═════ Records

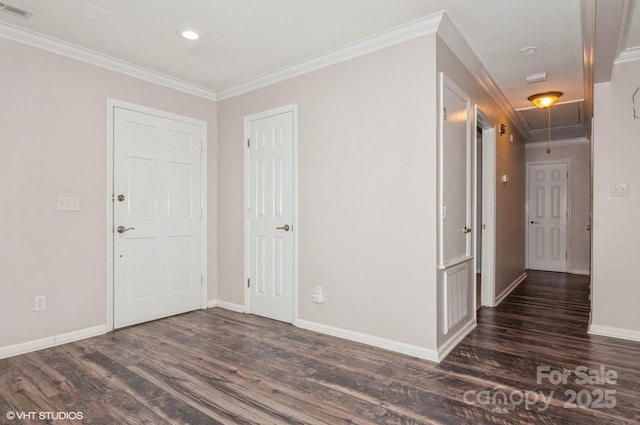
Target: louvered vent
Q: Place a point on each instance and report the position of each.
(15, 11)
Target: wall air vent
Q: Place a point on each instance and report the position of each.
(15, 11)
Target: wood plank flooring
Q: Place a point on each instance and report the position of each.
(220, 367)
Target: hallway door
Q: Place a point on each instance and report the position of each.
(547, 219)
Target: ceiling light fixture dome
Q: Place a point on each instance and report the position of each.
(546, 99)
(189, 34)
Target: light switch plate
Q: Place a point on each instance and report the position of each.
(619, 189)
(68, 203)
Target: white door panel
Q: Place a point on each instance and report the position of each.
(547, 221)
(271, 199)
(157, 262)
(455, 203)
(455, 169)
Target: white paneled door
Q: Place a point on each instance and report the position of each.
(158, 218)
(547, 220)
(455, 204)
(271, 215)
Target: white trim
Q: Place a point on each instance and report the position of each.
(293, 108)
(111, 104)
(561, 142)
(628, 55)
(451, 343)
(629, 334)
(238, 308)
(52, 341)
(510, 289)
(424, 26)
(34, 39)
(387, 344)
(580, 272)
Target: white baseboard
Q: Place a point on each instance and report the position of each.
(398, 347)
(52, 341)
(581, 272)
(451, 343)
(238, 308)
(510, 289)
(628, 334)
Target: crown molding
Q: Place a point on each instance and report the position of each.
(424, 26)
(457, 43)
(34, 39)
(629, 55)
(562, 142)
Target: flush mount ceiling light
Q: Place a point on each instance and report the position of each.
(545, 101)
(189, 34)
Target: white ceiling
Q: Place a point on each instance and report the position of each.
(243, 39)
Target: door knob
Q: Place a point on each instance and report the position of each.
(121, 229)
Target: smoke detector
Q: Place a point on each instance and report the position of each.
(15, 11)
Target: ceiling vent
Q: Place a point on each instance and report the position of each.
(15, 11)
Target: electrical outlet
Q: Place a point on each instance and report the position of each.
(41, 303)
(318, 296)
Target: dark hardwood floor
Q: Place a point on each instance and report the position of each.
(215, 366)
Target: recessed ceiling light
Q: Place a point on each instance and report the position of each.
(528, 50)
(189, 34)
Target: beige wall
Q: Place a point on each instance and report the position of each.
(615, 287)
(53, 126)
(579, 155)
(366, 160)
(510, 231)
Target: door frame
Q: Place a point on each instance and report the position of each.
(293, 108)
(114, 103)
(526, 209)
(488, 259)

══════════

### Work instruction
The lines to extract from the data above begin with the line containing "Target: hallway door" and end with the line containing "Target: white trim". Extract them exactly, including both.

### Answer space
Target: hallway door
Q: Place a point on each instance and report the position of each.
(547, 219)
Target: ceiling light fixture dome
Q: Place a point on each instance and report the position of each.
(546, 99)
(189, 34)
Target: light switch plate
Q: Place a point on each instance and report the position of each.
(619, 189)
(68, 203)
Target: white door panel
Q: Place a point on each instance and report the position of each.
(547, 221)
(271, 199)
(157, 262)
(455, 203)
(455, 169)
Target: white paneled door
Q: Place a point on each instance and report the position of each.
(158, 218)
(547, 220)
(455, 204)
(271, 215)
Target: white trim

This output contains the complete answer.